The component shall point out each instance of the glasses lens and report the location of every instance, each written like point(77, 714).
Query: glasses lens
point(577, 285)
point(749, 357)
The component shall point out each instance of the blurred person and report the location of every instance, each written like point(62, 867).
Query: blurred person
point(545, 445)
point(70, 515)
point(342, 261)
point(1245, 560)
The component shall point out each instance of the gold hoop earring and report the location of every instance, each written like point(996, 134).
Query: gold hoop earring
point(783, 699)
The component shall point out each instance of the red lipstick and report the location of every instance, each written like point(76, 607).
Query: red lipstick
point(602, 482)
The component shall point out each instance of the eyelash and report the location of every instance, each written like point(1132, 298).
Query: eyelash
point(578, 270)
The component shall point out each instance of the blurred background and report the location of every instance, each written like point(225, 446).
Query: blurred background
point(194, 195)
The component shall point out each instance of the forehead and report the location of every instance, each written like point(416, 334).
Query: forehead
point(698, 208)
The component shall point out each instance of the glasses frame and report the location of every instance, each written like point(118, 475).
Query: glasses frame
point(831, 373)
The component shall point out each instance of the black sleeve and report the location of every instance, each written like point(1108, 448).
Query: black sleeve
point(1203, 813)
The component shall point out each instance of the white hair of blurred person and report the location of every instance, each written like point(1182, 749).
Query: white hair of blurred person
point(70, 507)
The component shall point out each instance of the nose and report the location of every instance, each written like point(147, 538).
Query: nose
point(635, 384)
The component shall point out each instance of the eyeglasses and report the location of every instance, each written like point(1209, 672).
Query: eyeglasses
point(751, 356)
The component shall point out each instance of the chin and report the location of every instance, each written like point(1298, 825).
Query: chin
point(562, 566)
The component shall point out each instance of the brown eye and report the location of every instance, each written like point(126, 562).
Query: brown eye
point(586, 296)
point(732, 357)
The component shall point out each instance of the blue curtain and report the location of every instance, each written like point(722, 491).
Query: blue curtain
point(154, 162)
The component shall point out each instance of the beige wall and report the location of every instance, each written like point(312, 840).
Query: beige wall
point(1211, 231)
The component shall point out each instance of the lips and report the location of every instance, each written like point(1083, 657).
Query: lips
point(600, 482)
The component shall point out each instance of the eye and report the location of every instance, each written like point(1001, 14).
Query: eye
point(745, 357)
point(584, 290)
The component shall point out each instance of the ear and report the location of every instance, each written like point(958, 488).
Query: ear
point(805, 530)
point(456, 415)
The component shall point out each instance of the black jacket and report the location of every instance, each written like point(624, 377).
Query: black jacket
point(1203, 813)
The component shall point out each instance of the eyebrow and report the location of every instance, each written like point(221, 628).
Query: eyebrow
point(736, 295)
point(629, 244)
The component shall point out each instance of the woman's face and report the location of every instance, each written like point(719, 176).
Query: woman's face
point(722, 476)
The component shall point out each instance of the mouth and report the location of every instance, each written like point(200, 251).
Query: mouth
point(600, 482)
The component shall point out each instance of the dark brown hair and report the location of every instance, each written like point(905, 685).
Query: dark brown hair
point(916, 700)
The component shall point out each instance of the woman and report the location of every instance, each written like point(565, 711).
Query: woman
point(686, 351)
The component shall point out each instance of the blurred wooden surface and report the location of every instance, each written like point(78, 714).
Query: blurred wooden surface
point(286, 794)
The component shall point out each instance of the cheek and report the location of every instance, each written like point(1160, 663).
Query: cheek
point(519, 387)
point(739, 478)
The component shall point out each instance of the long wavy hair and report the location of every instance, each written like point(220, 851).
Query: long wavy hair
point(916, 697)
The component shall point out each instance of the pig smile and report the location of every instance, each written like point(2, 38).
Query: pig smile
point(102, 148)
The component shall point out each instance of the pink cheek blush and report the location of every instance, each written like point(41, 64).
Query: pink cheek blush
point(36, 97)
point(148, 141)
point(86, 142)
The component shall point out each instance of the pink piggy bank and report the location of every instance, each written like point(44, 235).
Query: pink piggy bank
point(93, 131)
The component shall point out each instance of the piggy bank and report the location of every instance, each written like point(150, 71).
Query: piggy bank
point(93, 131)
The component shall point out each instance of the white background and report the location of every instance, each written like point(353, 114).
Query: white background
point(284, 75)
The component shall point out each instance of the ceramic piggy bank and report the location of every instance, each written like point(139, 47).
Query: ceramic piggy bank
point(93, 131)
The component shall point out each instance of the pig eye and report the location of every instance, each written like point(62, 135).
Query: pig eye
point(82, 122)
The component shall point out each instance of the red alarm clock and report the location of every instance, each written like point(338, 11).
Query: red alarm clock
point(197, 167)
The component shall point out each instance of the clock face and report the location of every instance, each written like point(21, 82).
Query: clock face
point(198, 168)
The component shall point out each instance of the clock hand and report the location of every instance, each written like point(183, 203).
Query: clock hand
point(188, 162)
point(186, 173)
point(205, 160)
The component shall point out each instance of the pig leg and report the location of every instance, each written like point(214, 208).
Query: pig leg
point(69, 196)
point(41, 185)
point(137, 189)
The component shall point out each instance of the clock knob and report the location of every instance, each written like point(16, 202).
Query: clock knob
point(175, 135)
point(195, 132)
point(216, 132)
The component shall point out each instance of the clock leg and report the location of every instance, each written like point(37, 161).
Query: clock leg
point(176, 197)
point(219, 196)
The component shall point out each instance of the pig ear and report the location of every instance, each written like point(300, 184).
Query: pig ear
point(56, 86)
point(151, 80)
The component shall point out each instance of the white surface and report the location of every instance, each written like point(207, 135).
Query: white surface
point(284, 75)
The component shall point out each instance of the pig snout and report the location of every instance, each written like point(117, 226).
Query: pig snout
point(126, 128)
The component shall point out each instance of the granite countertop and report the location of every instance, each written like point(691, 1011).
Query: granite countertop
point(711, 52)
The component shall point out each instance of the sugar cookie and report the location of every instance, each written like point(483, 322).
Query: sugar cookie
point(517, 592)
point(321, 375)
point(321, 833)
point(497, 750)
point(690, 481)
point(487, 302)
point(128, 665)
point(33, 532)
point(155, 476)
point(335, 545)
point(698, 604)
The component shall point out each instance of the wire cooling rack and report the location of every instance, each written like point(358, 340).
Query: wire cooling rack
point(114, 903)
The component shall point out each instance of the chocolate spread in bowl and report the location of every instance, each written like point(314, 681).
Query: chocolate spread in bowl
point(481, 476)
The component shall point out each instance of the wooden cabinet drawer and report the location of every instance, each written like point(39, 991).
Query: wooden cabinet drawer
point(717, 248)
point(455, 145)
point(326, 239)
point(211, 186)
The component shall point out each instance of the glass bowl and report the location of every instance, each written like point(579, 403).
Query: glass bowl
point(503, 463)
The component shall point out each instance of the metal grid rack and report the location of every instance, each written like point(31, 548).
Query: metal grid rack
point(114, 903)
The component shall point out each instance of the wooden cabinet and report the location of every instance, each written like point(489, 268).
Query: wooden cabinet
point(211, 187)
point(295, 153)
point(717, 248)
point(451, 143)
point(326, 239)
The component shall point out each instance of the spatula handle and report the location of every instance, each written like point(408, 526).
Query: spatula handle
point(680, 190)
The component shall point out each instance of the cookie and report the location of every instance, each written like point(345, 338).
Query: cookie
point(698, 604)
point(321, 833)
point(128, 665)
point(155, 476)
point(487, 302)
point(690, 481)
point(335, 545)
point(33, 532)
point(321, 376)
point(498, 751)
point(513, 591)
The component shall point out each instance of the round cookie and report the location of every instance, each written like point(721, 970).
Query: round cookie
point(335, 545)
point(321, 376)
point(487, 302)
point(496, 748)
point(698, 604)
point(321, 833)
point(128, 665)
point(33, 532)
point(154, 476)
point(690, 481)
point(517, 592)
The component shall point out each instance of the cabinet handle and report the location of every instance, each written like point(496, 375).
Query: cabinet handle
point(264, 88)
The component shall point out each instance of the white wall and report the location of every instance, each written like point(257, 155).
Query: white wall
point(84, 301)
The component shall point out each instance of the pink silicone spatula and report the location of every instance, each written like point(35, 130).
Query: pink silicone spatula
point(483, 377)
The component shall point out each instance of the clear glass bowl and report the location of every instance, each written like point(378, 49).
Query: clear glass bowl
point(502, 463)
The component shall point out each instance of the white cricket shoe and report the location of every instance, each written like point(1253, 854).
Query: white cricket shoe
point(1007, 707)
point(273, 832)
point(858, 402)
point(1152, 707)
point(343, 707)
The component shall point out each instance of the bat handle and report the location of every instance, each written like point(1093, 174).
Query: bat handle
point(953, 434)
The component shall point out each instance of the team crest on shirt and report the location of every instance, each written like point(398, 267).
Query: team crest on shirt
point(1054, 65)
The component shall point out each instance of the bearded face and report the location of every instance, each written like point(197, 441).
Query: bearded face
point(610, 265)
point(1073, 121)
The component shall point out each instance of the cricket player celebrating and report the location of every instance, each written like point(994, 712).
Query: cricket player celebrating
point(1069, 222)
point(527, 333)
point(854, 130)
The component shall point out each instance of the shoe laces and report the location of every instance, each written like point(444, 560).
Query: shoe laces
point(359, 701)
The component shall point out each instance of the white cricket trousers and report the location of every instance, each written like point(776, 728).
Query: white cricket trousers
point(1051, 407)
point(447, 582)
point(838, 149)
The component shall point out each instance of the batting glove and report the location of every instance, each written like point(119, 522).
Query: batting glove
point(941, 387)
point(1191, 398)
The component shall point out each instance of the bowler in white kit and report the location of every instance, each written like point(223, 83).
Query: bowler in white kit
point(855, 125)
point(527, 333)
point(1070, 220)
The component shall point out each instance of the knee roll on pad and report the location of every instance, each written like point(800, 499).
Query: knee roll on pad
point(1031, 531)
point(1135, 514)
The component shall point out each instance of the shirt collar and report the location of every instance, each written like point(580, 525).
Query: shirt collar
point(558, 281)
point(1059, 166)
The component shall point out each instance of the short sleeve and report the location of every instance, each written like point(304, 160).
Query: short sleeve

####################

= Exercise details =
All lines in the records that contain "short" are to be copied and returned.

= Result of this task =
The component shall point out each instance of the short sleeve and report the location of every instance, each written like point(304, 160).
Query: short sleeve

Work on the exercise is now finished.